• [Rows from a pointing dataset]
++++++++

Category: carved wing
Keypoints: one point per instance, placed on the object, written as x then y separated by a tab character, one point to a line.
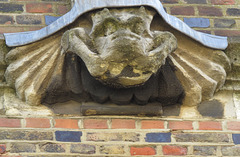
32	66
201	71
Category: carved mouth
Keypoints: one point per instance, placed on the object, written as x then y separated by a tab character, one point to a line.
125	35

++++++++

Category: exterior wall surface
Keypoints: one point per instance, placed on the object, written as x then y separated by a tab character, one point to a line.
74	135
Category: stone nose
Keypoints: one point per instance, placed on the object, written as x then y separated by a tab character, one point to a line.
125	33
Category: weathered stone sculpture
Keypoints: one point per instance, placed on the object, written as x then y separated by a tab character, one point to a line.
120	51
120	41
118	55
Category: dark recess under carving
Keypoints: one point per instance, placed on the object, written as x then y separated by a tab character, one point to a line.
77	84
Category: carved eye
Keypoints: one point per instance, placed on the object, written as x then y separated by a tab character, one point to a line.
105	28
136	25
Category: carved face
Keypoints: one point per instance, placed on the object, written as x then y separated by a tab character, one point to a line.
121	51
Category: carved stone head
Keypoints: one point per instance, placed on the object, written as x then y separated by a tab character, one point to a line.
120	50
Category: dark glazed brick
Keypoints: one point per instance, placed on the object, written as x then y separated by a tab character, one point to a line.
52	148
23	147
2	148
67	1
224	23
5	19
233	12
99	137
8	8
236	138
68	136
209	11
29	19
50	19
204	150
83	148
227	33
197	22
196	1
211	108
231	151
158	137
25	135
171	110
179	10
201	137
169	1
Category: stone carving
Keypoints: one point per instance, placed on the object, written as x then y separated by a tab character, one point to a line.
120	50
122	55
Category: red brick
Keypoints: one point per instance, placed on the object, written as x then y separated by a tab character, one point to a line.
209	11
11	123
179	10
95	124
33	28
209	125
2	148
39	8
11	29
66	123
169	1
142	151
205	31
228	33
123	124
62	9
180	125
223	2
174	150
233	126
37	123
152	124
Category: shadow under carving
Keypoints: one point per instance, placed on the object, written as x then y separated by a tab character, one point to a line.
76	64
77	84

++++++++

• [DIRECTIVE]
Select every line in the items above that contains the word "dark", and copy each such line. Matching is case-sensitive.

• [ANSWER TO THIS EXERCISE]
Category: dark recess under carving
Category: dark glazed brick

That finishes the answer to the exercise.